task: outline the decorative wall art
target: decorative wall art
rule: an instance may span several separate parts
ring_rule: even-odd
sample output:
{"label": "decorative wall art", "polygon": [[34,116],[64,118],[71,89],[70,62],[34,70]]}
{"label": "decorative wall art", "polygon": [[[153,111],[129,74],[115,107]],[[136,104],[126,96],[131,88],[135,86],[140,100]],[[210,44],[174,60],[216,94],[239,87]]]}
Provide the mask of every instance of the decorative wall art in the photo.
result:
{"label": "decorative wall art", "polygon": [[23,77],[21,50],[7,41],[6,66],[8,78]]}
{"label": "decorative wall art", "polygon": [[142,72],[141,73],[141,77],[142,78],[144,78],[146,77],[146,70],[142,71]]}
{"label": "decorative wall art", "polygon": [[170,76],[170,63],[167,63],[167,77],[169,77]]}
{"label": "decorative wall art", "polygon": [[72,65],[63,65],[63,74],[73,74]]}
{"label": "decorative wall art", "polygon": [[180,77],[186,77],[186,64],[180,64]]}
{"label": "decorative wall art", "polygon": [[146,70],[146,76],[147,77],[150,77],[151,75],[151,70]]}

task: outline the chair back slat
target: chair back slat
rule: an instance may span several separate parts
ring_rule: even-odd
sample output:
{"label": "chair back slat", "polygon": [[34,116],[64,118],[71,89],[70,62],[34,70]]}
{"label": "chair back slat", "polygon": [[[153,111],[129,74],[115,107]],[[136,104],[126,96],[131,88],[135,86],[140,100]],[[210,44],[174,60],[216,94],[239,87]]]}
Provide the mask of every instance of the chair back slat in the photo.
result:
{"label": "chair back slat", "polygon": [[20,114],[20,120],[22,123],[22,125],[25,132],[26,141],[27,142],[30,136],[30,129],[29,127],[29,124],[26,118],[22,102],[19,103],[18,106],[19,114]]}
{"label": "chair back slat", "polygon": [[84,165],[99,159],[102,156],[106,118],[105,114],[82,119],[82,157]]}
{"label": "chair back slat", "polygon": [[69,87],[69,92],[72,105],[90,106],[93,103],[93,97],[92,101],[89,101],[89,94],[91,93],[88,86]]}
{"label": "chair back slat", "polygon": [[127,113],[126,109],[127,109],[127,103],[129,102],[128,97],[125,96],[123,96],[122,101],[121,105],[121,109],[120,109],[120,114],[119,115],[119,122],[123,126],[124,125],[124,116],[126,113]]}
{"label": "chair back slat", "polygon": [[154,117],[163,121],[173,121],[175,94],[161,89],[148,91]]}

##############################

# Set task:
Please set down all the data word for word.

# Written reply:
task: outline the decorative wall art
target: decorative wall art
rule: an instance may span several separate parts
ring_rule: even-odd
sample output:
{"label": "decorative wall art", "polygon": [[34,116],[64,118],[71,89],[70,62],[34,70]]}
{"label": "decorative wall art", "polygon": [[[153,111],[129,74],[115,107]],[[136,104],[126,96],[131,88],[135,86],[140,100]],[[210,44],[174,60],[216,94],[239,87]]]}
Provide the mask of every instance of the decorative wall art in the photo.
result:
{"label": "decorative wall art", "polygon": [[23,77],[21,50],[7,41],[6,66],[8,78]]}
{"label": "decorative wall art", "polygon": [[142,72],[141,73],[141,77],[142,78],[144,78],[146,77],[146,70],[142,71]]}
{"label": "decorative wall art", "polygon": [[170,76],[170,63],[167,63],[167,77],[169,77]]}
{"label": "decorative wall art", "polygon": [[72,65],[63,65],[63,74],[73,74]]}
{"label": "decorative wall art", "polygon": [[180,77],[186,77],[186,64],[180,64]]}
{"label": "decorative wall art", "polygon": [[146,70],[146,76],[147,77],[150,77],[151,75],[151,70]]}

task: outline the chair back slat
target: chair back slat
rule: an instance may span several separate parts
ring_rule: even-odd
sample output:
{"label": "chair back slat", "polygon": [[34,116],[64,118],[71,89],[70,62],[34,70]]}
{"label": "chair back slat", "polygon": [[[153,111],[129,74],[115,107]],[[136,104],[126,96],[131,88],[135,86],[140,100]],[[210,44],[174,60],[216,94],[239,87]]]}
Provide the mask of every instance of the chair back slat in the photo.
result:
{"label": "chair back slat", "polygon": [[20,114],[20,120],[22,123],[22,125],[25,132],[26,141],[27,142],[30,136],[30,129],[29,127],[29,124],[26,118],[22,102],[19,103],[18,106],[19,114]]}
{"label": "chair back slat", "polygon": [[84,165],[99,159],[102,156],[106,118],[105,114],[82,119],[82,157]]}
{"label": "chair back slat", "polygon": [[69,87],[69,92],[72,105],[90,106],[93,103],[93,97],[92,101],[89,101],[89,94],[91,93],[88,86]]}
{"label": "chair back slat", "polygon": [[127,113],[126,109],[127,109],[127,103],[129,102],[128,97],[125,96],[123,96],[122,101],[121,105],[121,109],[120,109],[120,114],[119,115],[119,122],[123,126],[124,125],[124,116],[126,113]]}
{"label": "chair back slat", "polygon": [[154,117],[163,121],[173,121],[175,94],[161,89],[148,91]]}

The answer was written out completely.